### Dataset entries
——————————
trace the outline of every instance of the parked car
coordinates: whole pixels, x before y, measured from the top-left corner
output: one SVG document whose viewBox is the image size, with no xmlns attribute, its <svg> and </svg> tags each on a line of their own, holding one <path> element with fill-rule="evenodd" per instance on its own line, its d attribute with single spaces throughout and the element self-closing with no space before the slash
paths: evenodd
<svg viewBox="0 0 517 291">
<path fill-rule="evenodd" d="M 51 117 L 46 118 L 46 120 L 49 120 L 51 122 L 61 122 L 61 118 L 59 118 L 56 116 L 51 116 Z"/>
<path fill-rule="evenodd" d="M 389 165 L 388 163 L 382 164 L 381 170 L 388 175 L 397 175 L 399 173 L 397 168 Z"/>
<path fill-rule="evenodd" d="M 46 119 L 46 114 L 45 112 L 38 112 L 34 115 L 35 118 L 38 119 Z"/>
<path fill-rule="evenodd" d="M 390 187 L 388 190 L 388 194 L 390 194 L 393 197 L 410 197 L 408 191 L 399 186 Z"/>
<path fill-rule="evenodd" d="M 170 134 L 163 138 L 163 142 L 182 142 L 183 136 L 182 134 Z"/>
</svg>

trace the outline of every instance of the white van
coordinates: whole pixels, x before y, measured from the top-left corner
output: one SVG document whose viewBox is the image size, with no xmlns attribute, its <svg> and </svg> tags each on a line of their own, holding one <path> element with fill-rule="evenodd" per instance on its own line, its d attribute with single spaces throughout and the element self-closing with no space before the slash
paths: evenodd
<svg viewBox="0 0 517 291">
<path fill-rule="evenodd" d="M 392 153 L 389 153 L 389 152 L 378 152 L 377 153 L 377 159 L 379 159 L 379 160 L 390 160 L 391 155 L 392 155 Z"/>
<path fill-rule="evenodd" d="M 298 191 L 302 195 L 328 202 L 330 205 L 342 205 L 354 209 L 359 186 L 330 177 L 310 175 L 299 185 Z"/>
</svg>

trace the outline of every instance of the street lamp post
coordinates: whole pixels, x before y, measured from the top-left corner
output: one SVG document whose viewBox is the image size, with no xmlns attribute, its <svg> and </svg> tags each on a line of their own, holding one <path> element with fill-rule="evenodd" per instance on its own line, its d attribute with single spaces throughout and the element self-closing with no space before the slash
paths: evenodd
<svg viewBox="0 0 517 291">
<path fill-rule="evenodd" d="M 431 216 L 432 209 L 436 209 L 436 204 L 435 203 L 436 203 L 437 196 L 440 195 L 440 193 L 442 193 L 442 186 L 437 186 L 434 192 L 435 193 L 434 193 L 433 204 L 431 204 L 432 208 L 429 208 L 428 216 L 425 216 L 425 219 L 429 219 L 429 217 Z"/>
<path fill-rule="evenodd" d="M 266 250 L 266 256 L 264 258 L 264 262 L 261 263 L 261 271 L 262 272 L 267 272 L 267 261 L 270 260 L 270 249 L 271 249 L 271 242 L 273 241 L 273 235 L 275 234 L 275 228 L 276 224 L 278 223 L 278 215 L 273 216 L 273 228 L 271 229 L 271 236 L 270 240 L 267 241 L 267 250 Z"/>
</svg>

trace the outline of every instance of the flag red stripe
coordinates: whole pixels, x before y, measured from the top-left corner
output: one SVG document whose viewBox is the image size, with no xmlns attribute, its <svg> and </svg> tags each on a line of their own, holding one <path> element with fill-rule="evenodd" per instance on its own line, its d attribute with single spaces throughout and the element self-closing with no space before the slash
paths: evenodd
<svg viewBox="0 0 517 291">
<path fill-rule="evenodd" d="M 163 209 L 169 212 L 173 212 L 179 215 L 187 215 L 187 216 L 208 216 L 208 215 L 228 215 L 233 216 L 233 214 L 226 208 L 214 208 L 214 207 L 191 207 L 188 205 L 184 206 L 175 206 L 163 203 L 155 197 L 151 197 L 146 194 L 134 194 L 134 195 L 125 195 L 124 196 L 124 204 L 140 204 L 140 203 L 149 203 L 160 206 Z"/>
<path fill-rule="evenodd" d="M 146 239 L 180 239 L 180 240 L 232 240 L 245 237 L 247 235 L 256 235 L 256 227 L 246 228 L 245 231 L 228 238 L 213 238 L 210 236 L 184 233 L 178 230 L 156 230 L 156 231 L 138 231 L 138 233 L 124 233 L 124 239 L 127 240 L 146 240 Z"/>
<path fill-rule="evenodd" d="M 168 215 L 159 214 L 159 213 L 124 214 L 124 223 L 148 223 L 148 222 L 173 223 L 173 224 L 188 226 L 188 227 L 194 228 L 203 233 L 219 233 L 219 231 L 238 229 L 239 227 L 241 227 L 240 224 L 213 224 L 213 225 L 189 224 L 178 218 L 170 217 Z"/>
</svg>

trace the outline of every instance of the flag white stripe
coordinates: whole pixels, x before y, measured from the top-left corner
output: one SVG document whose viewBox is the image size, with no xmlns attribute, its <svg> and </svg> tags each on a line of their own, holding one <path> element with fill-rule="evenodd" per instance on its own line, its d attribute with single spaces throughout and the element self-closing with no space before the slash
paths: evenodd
——————————
### What the task requires
Recast every line of the records above as a numbered list, omitting the blank lines.

### Reply
1. trace the outline of every instance of the parked car
2. coordinates: whole pixels, x before y, measured from the top-left corner
3. output: one SVG document whose viewBox is the image size, with no xmlns attribute, its <svg> and </svg> tags each on a line of their own, holding one <path> element with fill-rule="evenodd" per instance on its own line, its d attribute with single spaces throughout and the element self-closing with no space before the slash
4. paths: evenodd
5. <svg viewBox="0 0 517 291">
6. <path fill-rule="evenodd" d="M 51 117 L 46 118 L 46 120 L 49 120 L 51 122 L 61 122 L 61 118 L 59 118 L 56 116 L 51 116 Z"/>
7. <path fill-rule="evenodd" d="M 389 165 L 388 163 L 382 164 L 381 170 L 388 175 L 397 175 L 399 173 L 397 168 Z"/>
8. <path fill-rule="evenodd" d="M 46 119 L 46 114 L 45 112 L 38 112 L 34 115 L 35 118 L 38 119 Z"/>
9. <path fill-rule="evenodd" d="M 390 187 L 388 190 L 388 194 L 390 194 L 393 197 L 410 197 L 408 191 L 399 186 Z"/>
10. <path fill-rule="evenodd" d="M 170 134 L 163 138 L 163 142 L 182 142 L 183 136 L 182 134 Z"/>
11. </svg>
12. trace the outline of every instance of the white van
13. coordinates: whole pixels, x before y, measured from the top-left corner
14. output: one SVG document whose viewBox is the image size, with no xmlns attribute, its <svg> and </svg> tags each on a line of their own, holding one <path> element with fill-rule="evenodd" per instance on its own line, its d attribute with single spaces throughout and the element self-closing with no space before the slash
15. paths: evenodd
16. <svg viewBox="0 0 517 291">
17. <path fill-rule="evenodd" d="M 392 153 L 389 153 L 389 152 L 378 152 L 377 153 L 377 159 L 379 159 L 379 160 L 390 160 L 391 155 L 392 155 Z"/>
18. <path fill-rule="evenodd" d="M 298 191 L 302 195 L 328 202 L 330 205 L 342 205 L 354 209 L 359 186 L 330 177 L 310 175 L 299 185 Z"/>
19. </svg>
20. trace the outline of every instance of the street lamp post
21. coordinates: whole pixels, x before y, measured from the top-left corner
22. output: one SVG document whose viewBox is the image size, with no xmlns attribute, its <svg> and </svg> tags each on a line of their own, holding one <path> element with fill-rule="evenodd" per instance on its own line, its d attribute with single spaces throughout and the element self-closing with no space before the slash
23. paths: evenodd
24. <svg viewBox="0 0 517 291">
25. <path fill-rule="evenodd" d="M 431 216 L 432 209 L 436 209 L 436 204 L 435 203 L 436 203 L 437 196 L 440 195 L 440 193 L 442 193 L 442 186 L 437 186 L 434 192 L 435 193 L 434 193 L 433 204 L 431 204 L 432 208 L 429 208 L 428 216 L 425 216 L 425 219 L 429 219 L 429 217 Z"/>
26. <path fill-rule="evenodd" d="M 266 250 L 266 256 L 264 258 L 264 262 L 261 263 L 261 271 L 262 272 L 267 272 L 267 261 L 270 260 L 270 249 L 271 249 L 271 242 L 273 241 L 273 235 L 275 234 L 275 228 L 276 224 L 278 223 L 278 215 L 273 216 L 273 228 L 271 229 L 271 236 L 270 240 L 267 241 L 267 250 Z"/>
27. </svg>
28. trace the outline of every instance of the flag red stripe
29. coordinates: whole pixels, x before y, measured from the top-left corner
30. output: one SVG document whose viewBox is the image size, with no xmlns attribute, its <svg> and </svg> tags each on a line of their own, holding one <path> element with fill-rule="evenodd" per instance on its own line, its d attribute with single spaces throughout and the element self-closing with no space before the slash
31. paths: evenodd
32. <svg viewBox="0 0 517 291">
33. <path fill-rule="evenodd" d="M 163 209 L 169 212 L 173 212 L 179 215 L 187 215 L 187 216 L 208 216 L 208 215 L 228 215 L 233 216 L 233 214 L 226 208 L 214 208 L 214 207 L 191 207 L 188 205 L 184 206 L 175 206 L 163 203 L 155 197 L 151 197 L 146 194 L 134 194 L 134 195 L 125 195 L 124 196 L 124 204 L 140 204 L 140 203 L 149 203 L 160 206 Z"/>
34. <path fill-rule="evenodd" d="M 146 239 L 180 239 L 180 240 L 232 240 L 245 237 L 247 235 L 256 235 L 256 227 L 246 228 L 245 231 L 228 238 L 213 238 L 210 236 L 184 233 L 178 230 L 156 230 L 156 231 L 138 231 L 138 233 L 124 233 L 124 239 L 127 240 L 146 240 Z"/>
35. <path fill-rule="evenodd" d="M 168 215 L 159 214 L 159 213 L 124 214 L 124 223 L 148 223 L 148 222 L 173 223 L 173 224 L 188 226 L 188 227 L 194 228 L 203 233 L 219 233 L 219 231 L 238 229 L 239 227 L 241 227 L 240 224 L 213 224 L 213 225 L 189 224 L 178 218 L 170 217 Z"/>
36. </svg>
37. trace the outline of every instance of the flag white stripe
38. coordinates: whole pixels, x before y, measured from the top-left corner
39. output: one SVG document whose viewBox is the image size, with no xmlns attribute, its <svg> and </svg> tags each on a line of their own, holding one <path> element with fill-rule="evenodd" per instance on its own line, its d attribute with single spaces throughout and the element self-closing with no space before the slash
40. paths: evenodd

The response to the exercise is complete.